__WHAT THE TASK ASKS__.
Extract, verbatim, all lines starting at the one containing "box: [673, 396, 690, 440]" and ending with the final line of the listing, and no others.

__RECORDS FOR PROCESSING__.
· · · · · · ·
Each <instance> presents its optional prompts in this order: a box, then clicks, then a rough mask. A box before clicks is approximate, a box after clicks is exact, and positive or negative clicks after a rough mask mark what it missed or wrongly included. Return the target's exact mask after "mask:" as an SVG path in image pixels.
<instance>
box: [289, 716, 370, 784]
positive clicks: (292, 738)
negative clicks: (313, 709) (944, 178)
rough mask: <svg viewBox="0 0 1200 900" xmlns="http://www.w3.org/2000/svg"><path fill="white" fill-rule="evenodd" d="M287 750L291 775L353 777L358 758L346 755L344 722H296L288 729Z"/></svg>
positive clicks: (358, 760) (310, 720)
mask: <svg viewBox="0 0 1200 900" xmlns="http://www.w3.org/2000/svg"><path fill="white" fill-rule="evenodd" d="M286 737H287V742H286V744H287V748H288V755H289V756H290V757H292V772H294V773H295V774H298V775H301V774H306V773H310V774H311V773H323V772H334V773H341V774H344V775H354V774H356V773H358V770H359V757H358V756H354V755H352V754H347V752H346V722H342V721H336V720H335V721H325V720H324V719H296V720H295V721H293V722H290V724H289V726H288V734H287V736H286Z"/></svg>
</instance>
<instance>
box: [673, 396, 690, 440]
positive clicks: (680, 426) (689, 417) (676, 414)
· · · · · · ·
__SOLUTION TO THE EXERCISE__.
box: [673, 396, 690, 440]
positive clicks: (680, 426) (689, 417) (676, 414)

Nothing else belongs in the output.